### Given passage
※ ※ ※

Although Madden had been taught by his parents that Sydney was his country, he was surprised to discover that his school history, books referred to his people in the past tense, as if they no longer existed.

"When I was a kid, we used to have social club outings on the harbour every year. I remember being on a boat going up the harbour and my father saying, 'You have mob that come from there.' Being a kid, it was just one of those things that stuck. Later on, I started getting involved in the land rights movement. I wasn't so much upfront in [the movement] but I've always backed them up, I marched with them, got arrested with them.

"It still pisses me off when people talk about us as if we're extinct," he says. "I was sitting at Alice Springs Airport with my brother and sister-in-law and overheard these people saying there are no blacks in Sydney, unlike Alice Springs where they're all over the bloodyplace. 'We often stay in Sydney for up to four days and have never seen a black,' they said.

"It turns out they stay at Vaucluse and dine out at Watsons Bay, so of course they're not going to see any blackfellas.

※ ※ ※

### Dataset
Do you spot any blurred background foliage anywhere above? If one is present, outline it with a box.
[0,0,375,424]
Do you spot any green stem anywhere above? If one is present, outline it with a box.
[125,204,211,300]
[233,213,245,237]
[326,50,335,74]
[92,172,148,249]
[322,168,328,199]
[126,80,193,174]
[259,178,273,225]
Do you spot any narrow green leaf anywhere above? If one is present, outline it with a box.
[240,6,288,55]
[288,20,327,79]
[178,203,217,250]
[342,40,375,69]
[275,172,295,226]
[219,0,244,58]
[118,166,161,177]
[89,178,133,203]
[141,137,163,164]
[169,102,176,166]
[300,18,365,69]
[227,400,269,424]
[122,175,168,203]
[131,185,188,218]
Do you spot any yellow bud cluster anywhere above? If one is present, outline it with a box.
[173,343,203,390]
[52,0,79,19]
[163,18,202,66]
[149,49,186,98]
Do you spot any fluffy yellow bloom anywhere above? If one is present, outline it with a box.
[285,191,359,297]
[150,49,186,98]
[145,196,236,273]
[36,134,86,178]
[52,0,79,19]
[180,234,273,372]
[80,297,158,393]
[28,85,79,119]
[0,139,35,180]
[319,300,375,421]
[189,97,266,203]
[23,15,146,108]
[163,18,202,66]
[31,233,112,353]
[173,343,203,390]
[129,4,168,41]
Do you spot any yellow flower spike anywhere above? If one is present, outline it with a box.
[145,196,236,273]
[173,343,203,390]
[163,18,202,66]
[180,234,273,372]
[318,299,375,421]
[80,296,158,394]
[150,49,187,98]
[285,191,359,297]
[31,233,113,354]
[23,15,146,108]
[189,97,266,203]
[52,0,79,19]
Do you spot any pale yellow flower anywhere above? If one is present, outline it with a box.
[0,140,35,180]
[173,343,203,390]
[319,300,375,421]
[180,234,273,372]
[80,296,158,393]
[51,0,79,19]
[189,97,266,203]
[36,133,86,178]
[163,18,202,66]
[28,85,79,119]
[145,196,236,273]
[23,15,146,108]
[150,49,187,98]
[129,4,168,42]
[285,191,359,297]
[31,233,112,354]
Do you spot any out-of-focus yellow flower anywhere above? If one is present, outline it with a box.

※ ※ ※

### What is expected
In the passage about Madden, how did his school history books refer to his people?

### Output for this task
They referred to his people in the past tense, as if they no longer existed.